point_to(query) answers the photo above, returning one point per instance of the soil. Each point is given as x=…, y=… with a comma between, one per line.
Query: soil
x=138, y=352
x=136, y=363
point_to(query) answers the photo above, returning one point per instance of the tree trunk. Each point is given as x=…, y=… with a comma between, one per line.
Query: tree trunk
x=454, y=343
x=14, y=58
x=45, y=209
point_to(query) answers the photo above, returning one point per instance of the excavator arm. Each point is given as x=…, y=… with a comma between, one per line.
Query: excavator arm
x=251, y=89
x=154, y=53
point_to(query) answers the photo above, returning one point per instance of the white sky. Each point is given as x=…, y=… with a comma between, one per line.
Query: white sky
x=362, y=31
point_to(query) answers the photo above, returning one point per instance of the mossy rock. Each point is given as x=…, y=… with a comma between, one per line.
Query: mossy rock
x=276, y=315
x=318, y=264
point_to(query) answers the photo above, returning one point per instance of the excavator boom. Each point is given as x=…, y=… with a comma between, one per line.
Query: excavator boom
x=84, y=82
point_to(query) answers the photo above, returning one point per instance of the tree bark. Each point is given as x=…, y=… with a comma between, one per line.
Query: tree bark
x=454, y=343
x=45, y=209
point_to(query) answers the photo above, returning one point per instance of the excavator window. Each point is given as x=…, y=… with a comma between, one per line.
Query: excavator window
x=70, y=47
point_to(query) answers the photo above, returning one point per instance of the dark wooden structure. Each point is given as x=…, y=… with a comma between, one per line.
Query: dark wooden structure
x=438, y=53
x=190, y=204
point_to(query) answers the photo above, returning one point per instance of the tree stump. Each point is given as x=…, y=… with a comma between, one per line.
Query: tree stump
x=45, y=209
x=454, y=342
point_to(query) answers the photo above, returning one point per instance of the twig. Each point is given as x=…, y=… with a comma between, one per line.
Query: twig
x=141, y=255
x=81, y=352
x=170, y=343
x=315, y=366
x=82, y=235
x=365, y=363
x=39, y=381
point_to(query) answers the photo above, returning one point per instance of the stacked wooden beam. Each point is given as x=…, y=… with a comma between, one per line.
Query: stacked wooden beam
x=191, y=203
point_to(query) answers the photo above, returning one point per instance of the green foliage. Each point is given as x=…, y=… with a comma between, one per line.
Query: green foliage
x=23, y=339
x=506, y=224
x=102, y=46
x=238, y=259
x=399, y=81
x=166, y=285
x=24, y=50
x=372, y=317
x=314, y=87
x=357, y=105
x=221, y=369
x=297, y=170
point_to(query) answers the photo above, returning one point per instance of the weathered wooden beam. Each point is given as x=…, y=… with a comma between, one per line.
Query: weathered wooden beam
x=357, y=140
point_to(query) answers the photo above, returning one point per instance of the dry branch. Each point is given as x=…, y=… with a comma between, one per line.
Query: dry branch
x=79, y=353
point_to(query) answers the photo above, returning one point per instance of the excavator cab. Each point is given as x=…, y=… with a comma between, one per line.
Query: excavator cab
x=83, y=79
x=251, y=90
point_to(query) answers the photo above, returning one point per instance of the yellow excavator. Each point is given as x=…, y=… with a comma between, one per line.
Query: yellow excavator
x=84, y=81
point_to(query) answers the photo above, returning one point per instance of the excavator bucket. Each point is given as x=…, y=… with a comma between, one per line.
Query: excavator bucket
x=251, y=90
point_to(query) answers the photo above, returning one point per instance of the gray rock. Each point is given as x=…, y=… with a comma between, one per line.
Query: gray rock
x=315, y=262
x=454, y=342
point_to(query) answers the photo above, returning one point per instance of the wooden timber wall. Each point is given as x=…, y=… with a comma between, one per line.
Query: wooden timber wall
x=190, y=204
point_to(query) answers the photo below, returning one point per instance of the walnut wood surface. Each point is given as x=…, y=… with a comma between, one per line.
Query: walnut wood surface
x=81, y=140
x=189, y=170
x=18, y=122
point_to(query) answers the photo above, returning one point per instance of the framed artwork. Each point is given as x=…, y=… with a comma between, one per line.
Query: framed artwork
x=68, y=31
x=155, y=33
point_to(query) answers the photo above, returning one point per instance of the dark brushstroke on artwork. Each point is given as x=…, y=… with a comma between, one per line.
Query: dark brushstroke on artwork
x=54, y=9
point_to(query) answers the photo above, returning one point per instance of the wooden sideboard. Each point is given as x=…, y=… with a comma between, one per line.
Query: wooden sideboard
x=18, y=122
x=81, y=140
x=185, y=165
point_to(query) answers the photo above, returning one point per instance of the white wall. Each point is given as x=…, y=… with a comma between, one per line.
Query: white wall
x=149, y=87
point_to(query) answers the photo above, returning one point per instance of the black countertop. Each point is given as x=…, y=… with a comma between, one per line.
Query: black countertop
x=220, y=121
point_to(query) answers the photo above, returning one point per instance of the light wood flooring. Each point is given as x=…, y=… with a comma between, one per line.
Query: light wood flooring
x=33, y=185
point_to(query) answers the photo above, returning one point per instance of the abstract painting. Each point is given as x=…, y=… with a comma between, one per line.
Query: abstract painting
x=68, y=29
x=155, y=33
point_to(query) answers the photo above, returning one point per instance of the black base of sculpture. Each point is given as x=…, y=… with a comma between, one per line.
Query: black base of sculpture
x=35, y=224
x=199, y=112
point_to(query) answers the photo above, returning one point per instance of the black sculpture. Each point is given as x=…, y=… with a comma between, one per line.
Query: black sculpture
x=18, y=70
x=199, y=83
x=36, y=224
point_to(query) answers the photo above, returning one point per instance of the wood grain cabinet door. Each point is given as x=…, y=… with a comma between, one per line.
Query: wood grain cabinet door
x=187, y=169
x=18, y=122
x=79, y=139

----

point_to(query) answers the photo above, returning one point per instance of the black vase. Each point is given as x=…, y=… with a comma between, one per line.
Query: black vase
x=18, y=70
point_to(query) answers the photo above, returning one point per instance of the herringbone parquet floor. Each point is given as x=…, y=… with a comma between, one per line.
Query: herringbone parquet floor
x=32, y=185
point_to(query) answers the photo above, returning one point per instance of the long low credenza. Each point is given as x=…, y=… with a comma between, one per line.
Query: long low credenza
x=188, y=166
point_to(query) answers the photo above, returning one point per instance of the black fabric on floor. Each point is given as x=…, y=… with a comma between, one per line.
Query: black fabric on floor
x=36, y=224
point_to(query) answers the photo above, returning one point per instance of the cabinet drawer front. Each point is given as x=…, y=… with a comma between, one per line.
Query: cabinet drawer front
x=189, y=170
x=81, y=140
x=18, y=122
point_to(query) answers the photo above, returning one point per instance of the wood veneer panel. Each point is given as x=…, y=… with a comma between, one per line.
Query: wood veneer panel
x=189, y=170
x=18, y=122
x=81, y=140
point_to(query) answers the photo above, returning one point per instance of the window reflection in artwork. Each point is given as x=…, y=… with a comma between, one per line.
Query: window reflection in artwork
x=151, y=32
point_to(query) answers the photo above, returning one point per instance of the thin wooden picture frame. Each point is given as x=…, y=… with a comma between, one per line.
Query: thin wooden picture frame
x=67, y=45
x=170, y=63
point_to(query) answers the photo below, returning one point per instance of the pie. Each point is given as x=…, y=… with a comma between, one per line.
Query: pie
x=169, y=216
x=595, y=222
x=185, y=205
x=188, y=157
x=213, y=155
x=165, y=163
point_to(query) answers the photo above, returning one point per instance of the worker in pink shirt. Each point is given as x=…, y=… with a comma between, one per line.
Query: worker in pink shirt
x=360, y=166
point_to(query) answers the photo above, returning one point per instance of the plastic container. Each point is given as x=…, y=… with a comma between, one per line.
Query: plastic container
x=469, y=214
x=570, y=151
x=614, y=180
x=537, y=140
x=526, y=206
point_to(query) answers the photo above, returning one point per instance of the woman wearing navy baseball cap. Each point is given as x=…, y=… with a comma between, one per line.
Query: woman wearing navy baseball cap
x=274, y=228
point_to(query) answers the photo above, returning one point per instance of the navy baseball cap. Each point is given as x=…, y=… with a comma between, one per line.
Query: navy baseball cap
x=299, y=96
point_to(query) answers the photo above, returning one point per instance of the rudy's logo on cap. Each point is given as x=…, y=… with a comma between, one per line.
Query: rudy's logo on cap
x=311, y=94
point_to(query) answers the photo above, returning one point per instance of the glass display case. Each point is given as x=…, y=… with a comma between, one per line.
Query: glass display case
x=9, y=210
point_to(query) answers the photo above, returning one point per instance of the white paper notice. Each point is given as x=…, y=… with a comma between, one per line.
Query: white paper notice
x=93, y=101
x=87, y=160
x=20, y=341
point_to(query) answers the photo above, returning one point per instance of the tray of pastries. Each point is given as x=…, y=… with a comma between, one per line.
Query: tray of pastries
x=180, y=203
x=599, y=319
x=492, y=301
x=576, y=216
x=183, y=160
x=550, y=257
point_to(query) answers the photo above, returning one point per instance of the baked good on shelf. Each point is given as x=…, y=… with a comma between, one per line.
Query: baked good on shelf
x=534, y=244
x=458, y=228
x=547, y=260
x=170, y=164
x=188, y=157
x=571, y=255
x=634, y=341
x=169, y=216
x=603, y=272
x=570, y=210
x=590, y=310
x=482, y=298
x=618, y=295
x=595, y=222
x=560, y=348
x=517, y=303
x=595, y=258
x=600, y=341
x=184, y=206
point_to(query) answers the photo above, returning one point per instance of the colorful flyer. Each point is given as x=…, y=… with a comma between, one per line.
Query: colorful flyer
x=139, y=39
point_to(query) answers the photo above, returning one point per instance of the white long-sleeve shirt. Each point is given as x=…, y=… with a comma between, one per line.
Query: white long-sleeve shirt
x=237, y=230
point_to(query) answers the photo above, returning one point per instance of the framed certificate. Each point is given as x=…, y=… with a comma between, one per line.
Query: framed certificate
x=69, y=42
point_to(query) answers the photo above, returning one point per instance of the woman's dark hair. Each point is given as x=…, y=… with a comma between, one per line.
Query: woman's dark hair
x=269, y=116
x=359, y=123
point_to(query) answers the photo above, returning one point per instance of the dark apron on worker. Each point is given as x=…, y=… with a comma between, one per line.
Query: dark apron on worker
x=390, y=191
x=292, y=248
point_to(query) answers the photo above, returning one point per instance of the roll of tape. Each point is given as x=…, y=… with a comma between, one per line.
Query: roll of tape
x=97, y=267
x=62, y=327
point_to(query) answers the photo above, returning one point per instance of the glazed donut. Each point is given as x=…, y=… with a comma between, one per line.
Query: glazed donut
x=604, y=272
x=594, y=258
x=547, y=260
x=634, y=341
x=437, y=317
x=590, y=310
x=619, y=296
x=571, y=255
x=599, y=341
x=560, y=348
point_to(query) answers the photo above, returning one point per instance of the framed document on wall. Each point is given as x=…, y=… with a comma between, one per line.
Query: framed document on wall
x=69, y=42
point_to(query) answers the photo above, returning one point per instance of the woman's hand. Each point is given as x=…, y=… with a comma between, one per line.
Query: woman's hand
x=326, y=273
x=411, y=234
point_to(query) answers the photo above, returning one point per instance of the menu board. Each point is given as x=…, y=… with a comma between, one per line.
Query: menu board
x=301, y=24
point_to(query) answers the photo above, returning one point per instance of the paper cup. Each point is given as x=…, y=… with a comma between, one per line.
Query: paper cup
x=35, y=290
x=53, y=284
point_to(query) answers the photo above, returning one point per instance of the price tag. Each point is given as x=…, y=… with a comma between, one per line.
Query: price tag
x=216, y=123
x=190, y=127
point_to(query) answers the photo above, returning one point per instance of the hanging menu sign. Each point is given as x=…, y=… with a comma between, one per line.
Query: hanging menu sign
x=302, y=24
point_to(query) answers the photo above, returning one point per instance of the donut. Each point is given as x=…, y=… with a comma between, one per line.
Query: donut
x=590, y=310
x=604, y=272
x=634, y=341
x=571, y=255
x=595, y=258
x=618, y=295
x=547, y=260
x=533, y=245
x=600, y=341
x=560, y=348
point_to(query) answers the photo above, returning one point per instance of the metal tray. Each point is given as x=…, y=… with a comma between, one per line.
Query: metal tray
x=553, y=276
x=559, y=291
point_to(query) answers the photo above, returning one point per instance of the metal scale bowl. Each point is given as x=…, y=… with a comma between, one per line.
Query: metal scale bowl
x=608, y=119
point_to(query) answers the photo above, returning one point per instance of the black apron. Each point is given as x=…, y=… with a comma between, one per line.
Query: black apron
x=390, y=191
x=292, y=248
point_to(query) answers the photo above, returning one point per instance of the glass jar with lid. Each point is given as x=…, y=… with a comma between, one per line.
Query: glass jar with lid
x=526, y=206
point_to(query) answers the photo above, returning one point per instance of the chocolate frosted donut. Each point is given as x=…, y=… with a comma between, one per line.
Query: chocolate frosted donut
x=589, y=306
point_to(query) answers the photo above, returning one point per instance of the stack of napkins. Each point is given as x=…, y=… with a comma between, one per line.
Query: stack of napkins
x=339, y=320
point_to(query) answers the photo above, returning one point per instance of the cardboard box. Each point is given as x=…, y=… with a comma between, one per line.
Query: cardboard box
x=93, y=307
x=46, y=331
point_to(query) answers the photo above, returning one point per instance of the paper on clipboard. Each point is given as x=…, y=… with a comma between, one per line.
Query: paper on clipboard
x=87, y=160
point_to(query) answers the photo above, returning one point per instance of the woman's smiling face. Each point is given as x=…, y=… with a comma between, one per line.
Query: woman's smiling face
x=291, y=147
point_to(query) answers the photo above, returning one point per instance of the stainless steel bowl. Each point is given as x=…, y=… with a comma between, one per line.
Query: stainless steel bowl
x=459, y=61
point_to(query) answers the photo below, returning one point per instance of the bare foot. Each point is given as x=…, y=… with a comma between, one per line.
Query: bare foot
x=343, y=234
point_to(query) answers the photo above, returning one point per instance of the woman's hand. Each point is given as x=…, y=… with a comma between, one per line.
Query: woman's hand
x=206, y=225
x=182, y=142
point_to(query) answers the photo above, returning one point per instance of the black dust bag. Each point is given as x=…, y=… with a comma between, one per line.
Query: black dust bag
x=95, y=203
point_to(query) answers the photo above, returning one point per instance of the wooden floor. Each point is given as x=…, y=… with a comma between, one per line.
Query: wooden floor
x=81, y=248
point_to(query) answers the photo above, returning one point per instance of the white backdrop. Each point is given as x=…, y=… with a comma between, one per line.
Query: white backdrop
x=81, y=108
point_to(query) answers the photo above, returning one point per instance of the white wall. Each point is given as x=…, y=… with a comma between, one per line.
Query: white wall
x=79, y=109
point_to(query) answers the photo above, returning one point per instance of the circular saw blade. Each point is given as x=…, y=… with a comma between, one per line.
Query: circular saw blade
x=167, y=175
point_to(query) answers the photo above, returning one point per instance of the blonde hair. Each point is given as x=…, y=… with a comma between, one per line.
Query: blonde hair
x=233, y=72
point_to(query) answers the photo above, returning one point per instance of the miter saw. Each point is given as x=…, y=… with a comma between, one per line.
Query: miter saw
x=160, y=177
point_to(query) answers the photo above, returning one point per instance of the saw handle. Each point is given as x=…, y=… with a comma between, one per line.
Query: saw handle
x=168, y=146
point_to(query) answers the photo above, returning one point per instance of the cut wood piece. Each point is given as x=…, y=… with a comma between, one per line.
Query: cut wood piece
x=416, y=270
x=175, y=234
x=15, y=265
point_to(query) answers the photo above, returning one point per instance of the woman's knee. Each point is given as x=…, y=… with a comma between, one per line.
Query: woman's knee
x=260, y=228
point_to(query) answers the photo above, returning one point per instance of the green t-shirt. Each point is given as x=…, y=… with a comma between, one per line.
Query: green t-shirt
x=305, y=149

----

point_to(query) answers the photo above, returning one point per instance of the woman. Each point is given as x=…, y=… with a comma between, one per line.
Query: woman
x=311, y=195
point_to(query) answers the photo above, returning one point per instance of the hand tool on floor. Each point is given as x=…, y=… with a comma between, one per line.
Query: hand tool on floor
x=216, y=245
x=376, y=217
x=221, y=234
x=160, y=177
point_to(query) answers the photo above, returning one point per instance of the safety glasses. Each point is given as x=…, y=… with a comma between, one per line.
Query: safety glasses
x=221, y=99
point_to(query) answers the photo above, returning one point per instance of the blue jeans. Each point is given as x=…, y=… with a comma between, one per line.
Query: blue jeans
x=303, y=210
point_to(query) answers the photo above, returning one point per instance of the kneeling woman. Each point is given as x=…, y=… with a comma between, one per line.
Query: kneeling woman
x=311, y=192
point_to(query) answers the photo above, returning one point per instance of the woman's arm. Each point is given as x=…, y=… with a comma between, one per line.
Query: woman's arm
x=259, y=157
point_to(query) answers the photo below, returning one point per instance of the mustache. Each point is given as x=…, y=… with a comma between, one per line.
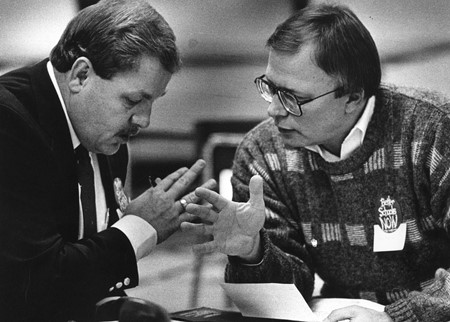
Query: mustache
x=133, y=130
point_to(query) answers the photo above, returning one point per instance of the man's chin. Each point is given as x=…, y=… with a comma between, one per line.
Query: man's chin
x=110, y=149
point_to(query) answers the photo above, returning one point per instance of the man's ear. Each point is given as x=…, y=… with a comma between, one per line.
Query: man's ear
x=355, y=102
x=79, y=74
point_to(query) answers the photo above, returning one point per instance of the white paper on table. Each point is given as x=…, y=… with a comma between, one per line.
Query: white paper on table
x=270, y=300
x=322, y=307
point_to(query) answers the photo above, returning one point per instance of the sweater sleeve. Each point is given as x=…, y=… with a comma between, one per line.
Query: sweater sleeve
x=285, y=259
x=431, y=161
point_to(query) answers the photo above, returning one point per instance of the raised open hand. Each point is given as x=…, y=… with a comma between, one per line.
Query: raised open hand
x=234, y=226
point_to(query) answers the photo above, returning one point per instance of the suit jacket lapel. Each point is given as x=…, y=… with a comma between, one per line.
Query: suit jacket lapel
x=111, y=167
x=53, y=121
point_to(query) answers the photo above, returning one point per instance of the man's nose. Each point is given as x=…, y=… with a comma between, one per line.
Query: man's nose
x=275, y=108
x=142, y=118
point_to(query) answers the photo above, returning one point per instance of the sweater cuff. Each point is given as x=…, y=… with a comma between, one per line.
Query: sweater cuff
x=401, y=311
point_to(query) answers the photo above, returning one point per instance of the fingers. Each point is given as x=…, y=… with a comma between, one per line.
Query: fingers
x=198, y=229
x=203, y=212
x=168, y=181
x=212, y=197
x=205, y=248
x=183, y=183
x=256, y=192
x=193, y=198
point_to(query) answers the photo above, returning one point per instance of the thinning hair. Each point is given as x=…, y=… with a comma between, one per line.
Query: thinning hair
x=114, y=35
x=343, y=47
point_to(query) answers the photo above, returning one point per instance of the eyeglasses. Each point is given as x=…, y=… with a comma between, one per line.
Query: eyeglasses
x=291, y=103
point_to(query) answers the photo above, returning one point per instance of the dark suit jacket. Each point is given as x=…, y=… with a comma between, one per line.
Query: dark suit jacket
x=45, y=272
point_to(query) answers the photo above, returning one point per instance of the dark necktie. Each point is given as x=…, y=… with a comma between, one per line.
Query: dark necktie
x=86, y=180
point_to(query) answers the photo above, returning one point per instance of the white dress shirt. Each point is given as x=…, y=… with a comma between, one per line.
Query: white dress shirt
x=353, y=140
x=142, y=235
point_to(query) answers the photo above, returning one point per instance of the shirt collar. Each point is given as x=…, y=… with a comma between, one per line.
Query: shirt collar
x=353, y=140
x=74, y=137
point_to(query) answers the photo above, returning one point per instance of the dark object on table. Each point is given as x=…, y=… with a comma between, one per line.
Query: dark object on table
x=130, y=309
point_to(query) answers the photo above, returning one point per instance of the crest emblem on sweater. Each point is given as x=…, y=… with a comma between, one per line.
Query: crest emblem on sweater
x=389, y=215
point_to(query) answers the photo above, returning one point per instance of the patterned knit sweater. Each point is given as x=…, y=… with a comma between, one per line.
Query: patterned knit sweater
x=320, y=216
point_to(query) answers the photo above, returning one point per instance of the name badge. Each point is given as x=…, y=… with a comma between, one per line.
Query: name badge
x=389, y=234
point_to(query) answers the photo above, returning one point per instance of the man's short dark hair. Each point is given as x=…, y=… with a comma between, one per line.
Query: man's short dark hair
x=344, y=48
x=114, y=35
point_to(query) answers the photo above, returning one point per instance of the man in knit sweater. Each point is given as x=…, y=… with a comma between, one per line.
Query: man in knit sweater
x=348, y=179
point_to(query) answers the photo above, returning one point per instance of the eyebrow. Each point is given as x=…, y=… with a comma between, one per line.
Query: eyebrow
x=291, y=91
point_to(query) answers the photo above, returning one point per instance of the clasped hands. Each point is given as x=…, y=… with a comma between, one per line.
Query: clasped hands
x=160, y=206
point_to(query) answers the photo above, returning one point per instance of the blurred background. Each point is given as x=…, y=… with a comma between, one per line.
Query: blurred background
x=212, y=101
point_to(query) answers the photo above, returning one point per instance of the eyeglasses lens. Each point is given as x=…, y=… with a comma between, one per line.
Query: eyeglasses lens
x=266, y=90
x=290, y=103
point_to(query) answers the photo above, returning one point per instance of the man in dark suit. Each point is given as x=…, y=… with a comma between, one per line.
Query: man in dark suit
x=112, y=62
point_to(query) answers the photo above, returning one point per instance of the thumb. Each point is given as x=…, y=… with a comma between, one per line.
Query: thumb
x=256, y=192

----

- Task statement -
Rewrite the lines of the records beginning at the line that contains "of the soil." and ending after the line that contains "x=136, y=363", with "soil" replaced by "earth" and nothing else changed.

- Task result -
point_to(query) answers the photo above, returning one point per instance of the earth. Each point is given as x=…, y=… with a comma between, one per line.
Query: earth
x=138, y=352
x=136, y=363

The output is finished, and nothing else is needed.